## Short exercise
Copy, word for word, the part of the material that begins with the line containing "of the cloud" and ends with the line containing "[[261, 320]]", including both of those lines.

# # # # # # #

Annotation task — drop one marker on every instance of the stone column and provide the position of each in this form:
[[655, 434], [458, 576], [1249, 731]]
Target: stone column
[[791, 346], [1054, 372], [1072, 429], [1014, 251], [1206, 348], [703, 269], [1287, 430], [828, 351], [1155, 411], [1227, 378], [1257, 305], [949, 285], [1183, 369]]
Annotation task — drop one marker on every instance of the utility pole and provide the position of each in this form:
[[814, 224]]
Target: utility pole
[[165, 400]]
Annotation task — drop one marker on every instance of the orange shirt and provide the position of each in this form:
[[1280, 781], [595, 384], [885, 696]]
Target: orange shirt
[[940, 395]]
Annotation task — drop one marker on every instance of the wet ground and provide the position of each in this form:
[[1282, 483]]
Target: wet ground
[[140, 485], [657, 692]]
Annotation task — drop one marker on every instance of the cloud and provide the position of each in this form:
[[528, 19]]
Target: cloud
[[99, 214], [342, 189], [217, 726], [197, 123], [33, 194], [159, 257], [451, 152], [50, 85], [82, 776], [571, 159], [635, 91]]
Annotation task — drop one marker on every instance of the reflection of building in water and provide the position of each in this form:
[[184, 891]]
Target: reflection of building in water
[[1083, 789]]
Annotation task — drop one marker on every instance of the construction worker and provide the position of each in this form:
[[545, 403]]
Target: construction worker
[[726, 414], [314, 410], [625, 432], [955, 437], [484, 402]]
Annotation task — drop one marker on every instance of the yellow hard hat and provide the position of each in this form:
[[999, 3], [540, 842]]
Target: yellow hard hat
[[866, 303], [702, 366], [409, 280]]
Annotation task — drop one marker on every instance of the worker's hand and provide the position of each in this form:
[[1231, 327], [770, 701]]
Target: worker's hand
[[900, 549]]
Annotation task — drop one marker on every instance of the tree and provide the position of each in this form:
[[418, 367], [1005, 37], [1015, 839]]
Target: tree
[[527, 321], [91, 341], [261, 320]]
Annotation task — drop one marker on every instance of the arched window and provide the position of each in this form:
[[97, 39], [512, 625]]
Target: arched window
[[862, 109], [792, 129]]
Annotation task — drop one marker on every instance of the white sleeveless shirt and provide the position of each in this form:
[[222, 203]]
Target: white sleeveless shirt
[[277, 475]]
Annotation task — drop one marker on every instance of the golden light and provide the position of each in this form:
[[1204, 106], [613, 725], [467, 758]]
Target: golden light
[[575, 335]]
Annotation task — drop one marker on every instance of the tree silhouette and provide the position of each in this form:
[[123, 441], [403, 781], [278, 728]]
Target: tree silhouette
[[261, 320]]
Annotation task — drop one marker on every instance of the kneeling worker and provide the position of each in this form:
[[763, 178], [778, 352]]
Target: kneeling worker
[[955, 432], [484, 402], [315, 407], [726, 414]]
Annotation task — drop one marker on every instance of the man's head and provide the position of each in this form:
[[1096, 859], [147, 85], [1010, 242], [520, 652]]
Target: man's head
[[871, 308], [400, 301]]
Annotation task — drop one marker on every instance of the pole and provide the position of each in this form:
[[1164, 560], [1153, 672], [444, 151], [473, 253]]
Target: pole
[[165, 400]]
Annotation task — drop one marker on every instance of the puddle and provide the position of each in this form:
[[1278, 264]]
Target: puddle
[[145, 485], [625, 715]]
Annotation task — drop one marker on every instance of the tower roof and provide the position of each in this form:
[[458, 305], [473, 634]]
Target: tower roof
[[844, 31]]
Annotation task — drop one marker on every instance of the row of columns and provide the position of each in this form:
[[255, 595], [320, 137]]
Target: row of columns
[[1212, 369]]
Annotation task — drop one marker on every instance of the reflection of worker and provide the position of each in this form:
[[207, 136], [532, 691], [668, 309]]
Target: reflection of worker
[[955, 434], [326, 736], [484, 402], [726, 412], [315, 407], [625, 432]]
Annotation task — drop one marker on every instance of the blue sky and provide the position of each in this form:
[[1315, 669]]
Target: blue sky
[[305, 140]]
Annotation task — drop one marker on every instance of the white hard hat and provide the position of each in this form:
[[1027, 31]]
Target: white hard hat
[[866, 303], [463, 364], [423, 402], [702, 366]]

# # # # # # #

## Completed task
Annotation task — drop one marker on every instance of the cloud and provide the position of each in this form:
[[528, 19]]
Target: cloud
[[99, 214], [342, 189], [217, 726], [197, 123], [33, 194], [159, 257], [451, 152], [50, 85], [82, 776], [571, 159], [635, 91]]
Annotation task — drop one marker on every instance of the reflection of building in water and provide the position of each in this form:
[[184, 891]]
Target: reflection of building in water
[[1083, 789]]
Annotation task — drop one marker on every instance of the construction worker and provide the position of each in this form:
[[545, 403]]
Target: construction worker
[[726, 414], [314, 410], [625, 432], [955, 437], [484, 402]]
Annotation task — drop one marker on every instance of the yellow hard hat and provide the position of each in this form:
[[999, 3], [540, 842]]
Target: yellow hard hat
[[866, 303], [702, 366], [409, 280]]
Annotation task — drop one marker on every instance of the worker's hand and provide the position of each in this form:
[[1231, 327], [770, 701]]
Target: worker's hand
[[900, 549]]
Annotation task — drop one marker on every instance of the tree and provide the position of each in this form:
[[418, 367], [1005, 37], [1015, 839]]
Target: tree
[[527, 321], [91, 341], [261, 320]]
Annotation task — drop one marker on every instance of the arched window and provide the position of each in this form:
[[97, 39], [512, 625]]
Target: arched window
[[862, 109], [792, 129]]
Annotation task — drop one marker on every instance of the white sleeveless shirt and provide the position of each in this form:
[[222, 203]]
Target: white sleeveless shirt
[[277, 475]]
Annotation task — drop one marker on every instance of the golden light and provide the position of each in this form:
[[1204, 106], [613, 725], [467, 758]]
Target: golden light
[[575, 335]]
Annotation task — drop one marker on every instance of the tree silhouette and provide the position of each in this form:
[[123, 441], [403, 781], [278, 728]]
Target: tree silhouette
[[261, 320]]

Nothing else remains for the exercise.